Document segment
The Prime Ministerial Order recently instructed the relevant sectors to tighten budget expenditure by trimming their administrative budgets, with non-essential development projects to be postponed.
State sectors have been told to consider reducing the number of their employees as well as to take on fewer new officials.
The government said some state organisations would be encouraged to embrace financial self-sufficiency. These included educational institutions, hospitals, and media organisations.
The move aims to constrain budget spending and the fiscal deficit, preventing Laos from being dragged into chronic debt distress and financial crisis.
The order, signed by Prime Minister Thongloun Sisoulith, emphasised that the government would not approve new spending proposals that are unlikely to result in direct economic returns, such as the purchase of new vehicles and construction of public office buildings.
Only strategically essential projects relating to rural development, poverty reduction and disaster recovery will be allowed to proceed.

(Stored data)
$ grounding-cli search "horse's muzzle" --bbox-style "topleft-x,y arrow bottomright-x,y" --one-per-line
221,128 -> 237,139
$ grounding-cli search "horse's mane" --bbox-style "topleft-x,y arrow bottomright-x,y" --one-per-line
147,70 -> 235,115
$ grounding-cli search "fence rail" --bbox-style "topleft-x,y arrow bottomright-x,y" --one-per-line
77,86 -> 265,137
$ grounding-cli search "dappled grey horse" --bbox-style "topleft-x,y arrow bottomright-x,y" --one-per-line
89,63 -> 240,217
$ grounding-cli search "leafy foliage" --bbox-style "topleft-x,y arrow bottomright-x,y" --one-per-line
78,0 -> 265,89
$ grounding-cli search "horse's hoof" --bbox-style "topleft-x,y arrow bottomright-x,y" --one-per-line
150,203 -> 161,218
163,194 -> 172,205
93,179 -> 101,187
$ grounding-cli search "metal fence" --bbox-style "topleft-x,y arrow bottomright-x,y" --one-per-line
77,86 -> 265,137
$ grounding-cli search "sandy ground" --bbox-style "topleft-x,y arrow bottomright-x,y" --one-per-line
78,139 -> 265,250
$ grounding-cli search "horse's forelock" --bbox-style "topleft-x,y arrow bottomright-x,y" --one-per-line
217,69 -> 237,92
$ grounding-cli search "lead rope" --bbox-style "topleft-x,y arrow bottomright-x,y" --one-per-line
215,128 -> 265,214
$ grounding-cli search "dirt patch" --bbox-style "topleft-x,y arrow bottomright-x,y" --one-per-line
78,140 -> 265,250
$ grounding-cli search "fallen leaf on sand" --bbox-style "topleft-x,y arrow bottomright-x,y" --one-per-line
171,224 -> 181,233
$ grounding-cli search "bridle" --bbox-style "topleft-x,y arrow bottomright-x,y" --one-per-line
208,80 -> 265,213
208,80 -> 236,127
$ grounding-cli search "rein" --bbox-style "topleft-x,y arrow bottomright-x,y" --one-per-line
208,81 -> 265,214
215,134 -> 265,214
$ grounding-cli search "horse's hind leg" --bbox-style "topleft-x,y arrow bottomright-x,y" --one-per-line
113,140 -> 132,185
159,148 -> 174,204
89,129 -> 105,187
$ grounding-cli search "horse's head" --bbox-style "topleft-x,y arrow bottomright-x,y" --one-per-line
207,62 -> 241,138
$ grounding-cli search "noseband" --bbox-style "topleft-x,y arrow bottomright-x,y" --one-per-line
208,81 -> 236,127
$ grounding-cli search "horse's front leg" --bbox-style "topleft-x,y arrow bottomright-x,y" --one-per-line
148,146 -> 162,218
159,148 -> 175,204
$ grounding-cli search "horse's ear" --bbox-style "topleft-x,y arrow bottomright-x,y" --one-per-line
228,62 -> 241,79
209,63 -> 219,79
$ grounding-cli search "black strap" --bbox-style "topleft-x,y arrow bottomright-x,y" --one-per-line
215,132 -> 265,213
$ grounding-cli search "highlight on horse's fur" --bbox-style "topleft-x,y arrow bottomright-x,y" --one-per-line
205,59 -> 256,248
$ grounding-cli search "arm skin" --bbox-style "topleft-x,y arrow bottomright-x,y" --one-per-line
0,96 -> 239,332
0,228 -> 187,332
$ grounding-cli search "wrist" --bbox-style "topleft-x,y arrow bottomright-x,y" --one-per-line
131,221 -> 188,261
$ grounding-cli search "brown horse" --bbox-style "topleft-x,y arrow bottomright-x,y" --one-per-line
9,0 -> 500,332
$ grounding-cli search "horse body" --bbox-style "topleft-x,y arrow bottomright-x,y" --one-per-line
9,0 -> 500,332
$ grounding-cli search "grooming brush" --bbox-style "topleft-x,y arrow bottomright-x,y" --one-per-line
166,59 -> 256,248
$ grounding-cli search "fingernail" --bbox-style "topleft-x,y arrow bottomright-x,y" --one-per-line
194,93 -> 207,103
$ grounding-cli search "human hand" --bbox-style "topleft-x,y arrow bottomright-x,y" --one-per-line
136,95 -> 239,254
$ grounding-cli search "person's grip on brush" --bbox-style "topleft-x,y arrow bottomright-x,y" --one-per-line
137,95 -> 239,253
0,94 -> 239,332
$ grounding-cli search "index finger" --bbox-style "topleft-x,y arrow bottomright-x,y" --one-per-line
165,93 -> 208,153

Action item A
Answer these questions using the passage on the Lao budget order:
(i) Which kinds of state organisations would be encouraged to embrace financial self-sufficiency?
(ii) Who signed the order?
(iii) Projects in which three areas will be allowed to proceed?
Action item B
Continue the passage on the Lao budget order, picking up after its final sentence.

Final answer A
(i) Educational institutions, hospitals, and media organisations.
(ii) Prime Minister Thongloun Sisoulith.
(iii) Rural development, poverty reduction, and disaster recovery.

Final answer B
New state investment projects to be approved also need to be associated with the promotion of industrial productivity, market distribution, the attraction of foreign investment, and job creation.
State sectors have been told to allocate funding to priority development projects that will lead to high economic returns.
Disbursement of the state budget must be carried out through transparent bidding to ensure the effective use of state finances and administration.
The government vowed to take into account the repayment of the nation’s debts, notably the money owed to private enterprises to sustain the financial liquidity of the private sector, enabling businesses to expand and further generate jobs for local people.
Also, the government will promote public-private partnerships for the construction of infrastructure, in a bid to ensure economic growth remains at a minimum of 6.5 percent annually. Another priority for the government is to regularly pay the salaries and allowances of state officials.
Government sectors need to bear in mind the capacity of their divisions to source revenue when drawing up their budgets, to limit the fiscal deficit and prevent the country’s debts from rising further.
The government also told the relevant sectors to not only seek other possible sources of income but also emphasised the importance of revenue collection through bank accounts and other electronic platforms.
In 2019, the government plans to collect 26.3 trillion kip in revenue, of which domestic revenue is expected to reach 24.24 trillion kip.
Expenditure is set at 33.39 trillion kip, with the projected budget deficit at 7.08 trillion kip, equal to 4.28 percent of Gross Domestic Product (GDP).